■ **Aim**:
Answer these questions about the post on the group law for projective Edwards curves that follows.
(a) In which section of the paper does the author propose projective elliptic curves?
(b) Where is the assumption c = 1 made explicitly?
(c) In what kind of tool is the writer trying to formalize this?

Group law for projective Edwards curves

I'm reading this paper and in section 4 the author proposes projective elliptic curves.

I have a doubt on why it is assumed implicitly that $$c = 1$$. This is done explicitely in the Mathematica computations but only implicitely in the paper when it defines:

$$z_1 \oplus_1 z_2 := \tau((\tau z_1) \oplus_0 z_2) = \Big(\frac{x_1y_1-x_2y_2}{x_2y_1-x_1y_2}, \frac{x_1y_1+x_2y_2}{x_1x_2+y_1y_2}\Big)$$

If you follow the definitions of $$\tau$$ and $$\oplus_0$$ in detail you would get instead:

$$z_1 \oplus_1 z_2 := \tau((\tau z_1) \oplus_0 z_2) = \Big(\frac{x_1y_1-c x_2y_2}{x_2y_1-c x_1y_2}, \frac{x_1y_1+cx_2y_2}{x_1x_2+y_1y_2}\Big)$$

The problem is that I'm trying to formalize this in a proof assistant and thus I aim to have as much generality as possible unless there is a good justification for setting $$c = 1$$.

■ **Extracted information**:
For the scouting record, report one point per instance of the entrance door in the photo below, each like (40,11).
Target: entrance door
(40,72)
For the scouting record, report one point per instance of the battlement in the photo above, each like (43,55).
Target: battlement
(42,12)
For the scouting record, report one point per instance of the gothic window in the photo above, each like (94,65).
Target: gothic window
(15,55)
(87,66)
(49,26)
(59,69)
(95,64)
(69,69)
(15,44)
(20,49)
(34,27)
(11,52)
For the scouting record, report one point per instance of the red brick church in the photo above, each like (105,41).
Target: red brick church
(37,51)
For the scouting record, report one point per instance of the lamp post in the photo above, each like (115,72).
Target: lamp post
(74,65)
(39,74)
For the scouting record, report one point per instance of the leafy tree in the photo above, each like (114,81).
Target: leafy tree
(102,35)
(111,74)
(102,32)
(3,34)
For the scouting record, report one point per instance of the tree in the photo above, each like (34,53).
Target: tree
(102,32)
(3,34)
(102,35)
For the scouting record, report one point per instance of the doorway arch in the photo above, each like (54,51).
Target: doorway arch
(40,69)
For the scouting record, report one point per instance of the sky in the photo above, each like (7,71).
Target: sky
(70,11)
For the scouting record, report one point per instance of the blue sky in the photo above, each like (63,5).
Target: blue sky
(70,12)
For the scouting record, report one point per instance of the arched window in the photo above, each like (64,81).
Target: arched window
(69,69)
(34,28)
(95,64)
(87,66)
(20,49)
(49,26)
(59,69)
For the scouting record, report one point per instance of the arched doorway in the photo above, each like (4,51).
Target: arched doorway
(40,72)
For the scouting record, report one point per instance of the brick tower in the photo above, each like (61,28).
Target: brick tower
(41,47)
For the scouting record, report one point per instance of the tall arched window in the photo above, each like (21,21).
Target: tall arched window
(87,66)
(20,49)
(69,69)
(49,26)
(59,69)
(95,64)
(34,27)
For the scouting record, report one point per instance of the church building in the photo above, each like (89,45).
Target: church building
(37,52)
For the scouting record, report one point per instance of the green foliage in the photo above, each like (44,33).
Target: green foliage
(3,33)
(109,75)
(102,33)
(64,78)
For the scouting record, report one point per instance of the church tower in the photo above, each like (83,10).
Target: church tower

■ **Result**:
(a) Section 4.
(b) In the Mathematica computations.
(c) A proof assistant.